6.1 Root Registration

A root entity registers by calling register_root with a valid hardware attestation payload and a proxy account that already exists in pallet_proxy. The pallet verifies the attestation chain, extracts and registers the EK, and writes the root record.

6.2 Issuer Issuance

A root issues an issuer certificate by calling issue_issuer_cert with the candidate issuer's address and the EKUs to grant. EKU capability inheritance is enforced — an issuer cannot be granted EKUs the root does not itself hold.

6.3 End User Certificate Mint

• Issuer creates a certificate template specifying PopRequirement, TTL bounds, maximum cert count, and EKUs
• Issuer calls offer_contract — pallet generates a unique block-bound nonce and writes the offer to ContractOffers storage
• User's device ceremony generates cert_ec keypair inside StrongBox/TPM. For PoP: TOTP secret generated atomically with keypair inside hardware
• User calls mint_cert with attestation payload, cert_ec public key, OTP (PoP only), contract nonce, and HIP proof (schema v2+)

● Information provided
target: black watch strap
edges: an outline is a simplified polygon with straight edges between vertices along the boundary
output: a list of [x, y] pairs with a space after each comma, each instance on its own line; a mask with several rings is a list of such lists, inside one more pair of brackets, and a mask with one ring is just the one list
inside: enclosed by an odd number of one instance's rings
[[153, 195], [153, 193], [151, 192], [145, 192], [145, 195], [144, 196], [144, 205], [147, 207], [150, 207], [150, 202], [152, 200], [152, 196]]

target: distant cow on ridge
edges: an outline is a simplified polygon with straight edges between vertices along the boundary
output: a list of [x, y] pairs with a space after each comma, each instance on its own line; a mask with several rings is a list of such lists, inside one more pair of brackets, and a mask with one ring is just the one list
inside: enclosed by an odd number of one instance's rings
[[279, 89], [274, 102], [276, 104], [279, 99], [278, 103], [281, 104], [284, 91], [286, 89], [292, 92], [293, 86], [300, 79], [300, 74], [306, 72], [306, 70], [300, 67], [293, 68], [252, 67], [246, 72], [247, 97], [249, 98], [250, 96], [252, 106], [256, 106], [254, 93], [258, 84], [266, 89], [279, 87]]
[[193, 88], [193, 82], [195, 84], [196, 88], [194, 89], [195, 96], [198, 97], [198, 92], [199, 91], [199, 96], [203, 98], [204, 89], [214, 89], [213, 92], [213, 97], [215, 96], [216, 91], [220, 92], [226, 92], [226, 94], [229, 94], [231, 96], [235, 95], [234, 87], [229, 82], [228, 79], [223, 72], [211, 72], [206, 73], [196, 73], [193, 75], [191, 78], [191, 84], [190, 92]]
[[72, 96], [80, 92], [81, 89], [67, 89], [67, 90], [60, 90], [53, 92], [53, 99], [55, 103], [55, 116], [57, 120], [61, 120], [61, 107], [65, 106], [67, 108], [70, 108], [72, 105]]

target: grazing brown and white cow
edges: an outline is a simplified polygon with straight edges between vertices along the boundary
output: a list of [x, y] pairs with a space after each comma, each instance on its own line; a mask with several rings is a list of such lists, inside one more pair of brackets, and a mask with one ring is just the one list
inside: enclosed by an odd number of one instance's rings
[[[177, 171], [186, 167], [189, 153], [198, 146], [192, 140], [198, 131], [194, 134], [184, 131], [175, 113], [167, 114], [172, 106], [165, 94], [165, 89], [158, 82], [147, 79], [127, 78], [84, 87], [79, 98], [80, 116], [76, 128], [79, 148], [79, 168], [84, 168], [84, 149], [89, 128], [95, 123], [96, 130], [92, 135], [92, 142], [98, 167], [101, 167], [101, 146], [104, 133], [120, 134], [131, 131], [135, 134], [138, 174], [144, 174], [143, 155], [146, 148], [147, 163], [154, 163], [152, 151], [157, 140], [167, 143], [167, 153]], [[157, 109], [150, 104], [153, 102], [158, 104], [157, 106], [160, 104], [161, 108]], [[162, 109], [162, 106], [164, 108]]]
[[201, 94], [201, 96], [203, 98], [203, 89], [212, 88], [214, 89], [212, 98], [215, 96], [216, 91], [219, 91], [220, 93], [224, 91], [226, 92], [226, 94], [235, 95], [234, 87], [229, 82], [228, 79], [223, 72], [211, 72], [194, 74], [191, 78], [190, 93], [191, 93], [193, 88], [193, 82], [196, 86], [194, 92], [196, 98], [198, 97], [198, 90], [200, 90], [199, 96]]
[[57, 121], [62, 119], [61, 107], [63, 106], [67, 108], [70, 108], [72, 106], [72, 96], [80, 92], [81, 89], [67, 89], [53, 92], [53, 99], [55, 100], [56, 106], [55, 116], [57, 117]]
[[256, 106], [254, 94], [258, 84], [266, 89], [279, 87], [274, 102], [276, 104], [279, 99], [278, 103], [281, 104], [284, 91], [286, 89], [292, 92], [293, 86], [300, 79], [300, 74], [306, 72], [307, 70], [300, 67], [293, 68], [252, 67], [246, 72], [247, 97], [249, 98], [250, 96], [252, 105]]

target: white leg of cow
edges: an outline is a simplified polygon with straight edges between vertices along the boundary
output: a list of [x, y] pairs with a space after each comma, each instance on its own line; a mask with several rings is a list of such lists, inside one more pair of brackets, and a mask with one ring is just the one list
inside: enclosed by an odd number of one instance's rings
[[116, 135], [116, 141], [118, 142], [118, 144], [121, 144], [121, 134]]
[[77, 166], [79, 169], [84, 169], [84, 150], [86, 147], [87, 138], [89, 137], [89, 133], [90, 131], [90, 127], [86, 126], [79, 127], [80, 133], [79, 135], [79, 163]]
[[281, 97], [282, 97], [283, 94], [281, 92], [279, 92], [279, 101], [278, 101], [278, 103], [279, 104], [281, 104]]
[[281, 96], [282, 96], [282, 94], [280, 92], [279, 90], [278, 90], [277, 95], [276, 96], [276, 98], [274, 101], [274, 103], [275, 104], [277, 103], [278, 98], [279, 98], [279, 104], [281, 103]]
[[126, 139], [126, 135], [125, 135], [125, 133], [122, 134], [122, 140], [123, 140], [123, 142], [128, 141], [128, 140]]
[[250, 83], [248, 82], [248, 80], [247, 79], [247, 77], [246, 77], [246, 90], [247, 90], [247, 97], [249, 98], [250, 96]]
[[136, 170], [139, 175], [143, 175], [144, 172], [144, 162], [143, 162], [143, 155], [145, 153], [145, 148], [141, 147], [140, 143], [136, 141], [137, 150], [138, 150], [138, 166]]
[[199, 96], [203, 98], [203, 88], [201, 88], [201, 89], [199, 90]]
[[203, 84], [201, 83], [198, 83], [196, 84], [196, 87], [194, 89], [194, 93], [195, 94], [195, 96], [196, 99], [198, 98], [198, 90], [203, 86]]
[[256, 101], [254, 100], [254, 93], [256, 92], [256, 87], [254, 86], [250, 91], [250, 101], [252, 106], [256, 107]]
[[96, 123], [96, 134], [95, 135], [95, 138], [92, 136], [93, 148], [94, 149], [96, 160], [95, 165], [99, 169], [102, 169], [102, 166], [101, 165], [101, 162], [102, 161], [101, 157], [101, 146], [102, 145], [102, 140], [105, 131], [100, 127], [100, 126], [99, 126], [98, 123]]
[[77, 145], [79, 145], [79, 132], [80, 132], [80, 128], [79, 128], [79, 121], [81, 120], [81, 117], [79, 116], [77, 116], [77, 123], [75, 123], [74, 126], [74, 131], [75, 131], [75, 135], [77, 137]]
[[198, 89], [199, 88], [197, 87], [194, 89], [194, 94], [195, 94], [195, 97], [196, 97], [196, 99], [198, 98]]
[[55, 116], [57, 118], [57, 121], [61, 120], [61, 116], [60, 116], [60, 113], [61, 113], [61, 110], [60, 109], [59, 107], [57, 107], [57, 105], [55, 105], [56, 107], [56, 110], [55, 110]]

...

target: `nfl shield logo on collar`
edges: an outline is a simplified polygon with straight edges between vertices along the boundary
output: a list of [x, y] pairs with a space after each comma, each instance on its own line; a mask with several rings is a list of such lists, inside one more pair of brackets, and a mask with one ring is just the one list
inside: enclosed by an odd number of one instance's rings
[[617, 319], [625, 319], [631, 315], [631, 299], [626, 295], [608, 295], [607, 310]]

--

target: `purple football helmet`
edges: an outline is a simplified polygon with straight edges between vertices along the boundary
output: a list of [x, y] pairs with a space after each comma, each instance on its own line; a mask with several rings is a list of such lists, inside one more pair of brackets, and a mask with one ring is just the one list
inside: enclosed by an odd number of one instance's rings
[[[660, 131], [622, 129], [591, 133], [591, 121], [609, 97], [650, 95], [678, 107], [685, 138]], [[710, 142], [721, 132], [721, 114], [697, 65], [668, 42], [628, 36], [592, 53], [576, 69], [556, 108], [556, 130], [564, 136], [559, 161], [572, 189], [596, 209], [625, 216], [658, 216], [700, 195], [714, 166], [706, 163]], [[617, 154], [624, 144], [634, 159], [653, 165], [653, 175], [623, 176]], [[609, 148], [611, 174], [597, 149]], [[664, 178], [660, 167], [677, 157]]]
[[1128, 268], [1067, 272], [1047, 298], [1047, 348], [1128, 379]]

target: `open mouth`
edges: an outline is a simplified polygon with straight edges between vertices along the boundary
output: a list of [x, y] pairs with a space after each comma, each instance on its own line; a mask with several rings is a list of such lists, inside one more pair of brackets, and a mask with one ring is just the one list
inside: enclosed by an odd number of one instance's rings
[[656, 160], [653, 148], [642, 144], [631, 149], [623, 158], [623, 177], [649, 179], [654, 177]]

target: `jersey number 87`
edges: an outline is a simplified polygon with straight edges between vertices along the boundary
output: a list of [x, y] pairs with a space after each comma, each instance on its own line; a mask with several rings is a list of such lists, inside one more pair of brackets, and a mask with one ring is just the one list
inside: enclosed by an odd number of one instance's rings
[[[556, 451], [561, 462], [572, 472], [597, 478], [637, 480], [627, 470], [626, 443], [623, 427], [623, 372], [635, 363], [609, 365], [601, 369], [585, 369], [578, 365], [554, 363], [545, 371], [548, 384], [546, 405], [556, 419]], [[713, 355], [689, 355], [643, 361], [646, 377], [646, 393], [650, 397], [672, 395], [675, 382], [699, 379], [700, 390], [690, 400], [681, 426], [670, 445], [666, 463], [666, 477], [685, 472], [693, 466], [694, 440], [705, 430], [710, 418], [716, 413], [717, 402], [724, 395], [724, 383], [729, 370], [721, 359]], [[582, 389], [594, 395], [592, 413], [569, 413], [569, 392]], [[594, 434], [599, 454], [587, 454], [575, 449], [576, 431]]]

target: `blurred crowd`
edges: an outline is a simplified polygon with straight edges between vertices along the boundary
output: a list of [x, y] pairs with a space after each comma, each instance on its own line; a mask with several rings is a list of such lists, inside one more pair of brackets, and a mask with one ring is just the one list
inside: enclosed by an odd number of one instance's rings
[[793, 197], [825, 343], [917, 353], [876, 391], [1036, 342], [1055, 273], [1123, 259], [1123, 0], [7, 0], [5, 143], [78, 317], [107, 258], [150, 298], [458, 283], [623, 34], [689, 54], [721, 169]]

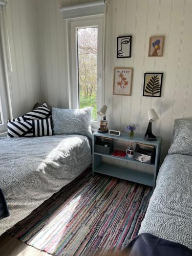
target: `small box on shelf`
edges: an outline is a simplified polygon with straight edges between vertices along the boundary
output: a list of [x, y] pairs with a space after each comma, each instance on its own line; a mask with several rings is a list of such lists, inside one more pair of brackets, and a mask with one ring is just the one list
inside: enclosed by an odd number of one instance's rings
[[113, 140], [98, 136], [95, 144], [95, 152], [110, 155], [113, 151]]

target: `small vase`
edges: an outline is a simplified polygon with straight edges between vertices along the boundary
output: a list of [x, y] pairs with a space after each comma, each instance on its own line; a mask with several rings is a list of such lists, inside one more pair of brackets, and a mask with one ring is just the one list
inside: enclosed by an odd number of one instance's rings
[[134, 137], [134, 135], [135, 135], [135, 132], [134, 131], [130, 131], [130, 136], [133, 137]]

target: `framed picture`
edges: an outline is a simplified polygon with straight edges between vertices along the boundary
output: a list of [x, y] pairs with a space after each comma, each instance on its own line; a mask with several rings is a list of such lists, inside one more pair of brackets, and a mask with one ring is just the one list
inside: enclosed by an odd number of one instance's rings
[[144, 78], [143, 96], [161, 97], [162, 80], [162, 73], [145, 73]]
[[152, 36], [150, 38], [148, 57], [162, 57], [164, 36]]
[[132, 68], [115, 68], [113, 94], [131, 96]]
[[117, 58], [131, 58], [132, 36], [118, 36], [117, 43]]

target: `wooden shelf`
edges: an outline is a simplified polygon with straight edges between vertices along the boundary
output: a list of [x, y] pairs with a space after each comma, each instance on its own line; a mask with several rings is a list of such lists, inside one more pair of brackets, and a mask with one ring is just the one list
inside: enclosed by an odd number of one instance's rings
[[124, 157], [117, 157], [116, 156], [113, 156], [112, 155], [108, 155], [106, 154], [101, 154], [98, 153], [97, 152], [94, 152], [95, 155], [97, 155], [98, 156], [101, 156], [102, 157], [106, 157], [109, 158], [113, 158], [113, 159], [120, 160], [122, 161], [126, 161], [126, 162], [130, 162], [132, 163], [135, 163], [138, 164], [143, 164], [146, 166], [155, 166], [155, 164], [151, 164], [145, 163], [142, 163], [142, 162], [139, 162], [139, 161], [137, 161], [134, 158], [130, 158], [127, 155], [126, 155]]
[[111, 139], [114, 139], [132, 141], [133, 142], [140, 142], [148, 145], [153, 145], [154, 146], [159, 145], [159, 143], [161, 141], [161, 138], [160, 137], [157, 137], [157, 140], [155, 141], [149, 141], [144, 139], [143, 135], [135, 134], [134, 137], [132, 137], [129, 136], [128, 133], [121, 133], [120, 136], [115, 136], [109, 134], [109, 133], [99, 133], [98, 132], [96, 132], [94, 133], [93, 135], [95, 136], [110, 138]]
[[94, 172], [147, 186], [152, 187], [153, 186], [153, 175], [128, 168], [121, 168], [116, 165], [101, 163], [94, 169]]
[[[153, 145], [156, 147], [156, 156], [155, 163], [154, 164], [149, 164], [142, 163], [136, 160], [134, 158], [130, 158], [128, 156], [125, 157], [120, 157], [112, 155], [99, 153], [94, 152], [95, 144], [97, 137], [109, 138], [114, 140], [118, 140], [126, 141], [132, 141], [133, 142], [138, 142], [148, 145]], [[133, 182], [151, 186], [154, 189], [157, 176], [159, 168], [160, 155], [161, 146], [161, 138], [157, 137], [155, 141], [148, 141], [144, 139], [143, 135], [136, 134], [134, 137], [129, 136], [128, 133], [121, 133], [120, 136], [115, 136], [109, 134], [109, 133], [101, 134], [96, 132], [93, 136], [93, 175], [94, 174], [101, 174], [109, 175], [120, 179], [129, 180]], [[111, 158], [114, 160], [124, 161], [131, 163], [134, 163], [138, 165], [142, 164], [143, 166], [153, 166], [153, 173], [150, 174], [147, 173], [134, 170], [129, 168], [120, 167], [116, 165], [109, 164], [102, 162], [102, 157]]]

● Set tasks
1) Answer these about the passage on certificate registration:
(a) In which pallet must the proxy account already exist when a root registers?
(b) What function does a root call to issue an issuer certificate?
(c) Where does the pallet write the offer after the issuer calls offer_contract?
2) Retype the passage on certificate registration from "A root entity" to "not itself hold." with no changes.

● Solution list
1)
(a) pallet_proxy
(b) issue_issuer_cert
(c) ContractOffers storage

2)
A root entity registers by calling register_root with a valid hardware attestation payload and a proxy account that already exists in pallet_proxy. The pallet verifies the attestation chain, extracts and registers the EK, and writes the root record.

6.2 Issuer Issuance

A root issues an issuer certificate by calling issue_issuer_cert with the candidate issuer's address and the EKUs to grant. EKU capability inheritance is enforced — an issuer cannot be granted EKUs the root does not itself hold.